Task description:
Your task is to repeat the data exactly, every line of it.

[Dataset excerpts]

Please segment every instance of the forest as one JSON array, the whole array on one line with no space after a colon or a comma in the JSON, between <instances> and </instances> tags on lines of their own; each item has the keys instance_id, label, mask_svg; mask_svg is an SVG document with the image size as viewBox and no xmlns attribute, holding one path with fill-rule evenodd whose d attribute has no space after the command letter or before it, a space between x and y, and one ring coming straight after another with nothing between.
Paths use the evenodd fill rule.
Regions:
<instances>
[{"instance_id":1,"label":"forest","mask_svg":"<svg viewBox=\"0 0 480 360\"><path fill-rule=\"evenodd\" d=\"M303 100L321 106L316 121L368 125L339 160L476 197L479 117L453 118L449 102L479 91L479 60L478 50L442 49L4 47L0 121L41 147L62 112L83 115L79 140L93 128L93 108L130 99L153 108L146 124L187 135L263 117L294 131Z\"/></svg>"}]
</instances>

Answer to this problem:
Please segment every instance of the forest as one JSON array, the whole array on one line with no space after a colon or a comma in the JSON, between <instances> and </instances> tags on lines of their own; each item has the keys instance_id, label, mask_svg; mask_svg is an SVG document with the image size as viewBox and no xmlns attribute, holding one path with fill-rule evenodd whose d attribute has no space after the command letter or before it, a space between x and y, and one ring coming straight after another with nothing between.
Paths use the evenodd fill rule.
Regions:
<instances>
[{"instance_id":1,"label":"forest","mask_svg":"<svg viewBox=\"0 0 480 360\"><path fill-rule=\"evenodd\" d=\"M303 100L321 106L316 121L368 125L339 160L476 197L479 117L453 118L449 102L479 91L479 60L478 50L442 49L4 47L0 121L41 147L62 112L83 115L79 140L93 128L93 108L130 99L153 108L146 124L187 135L263 117L294 131Z\"/></svg>"}]
</instances>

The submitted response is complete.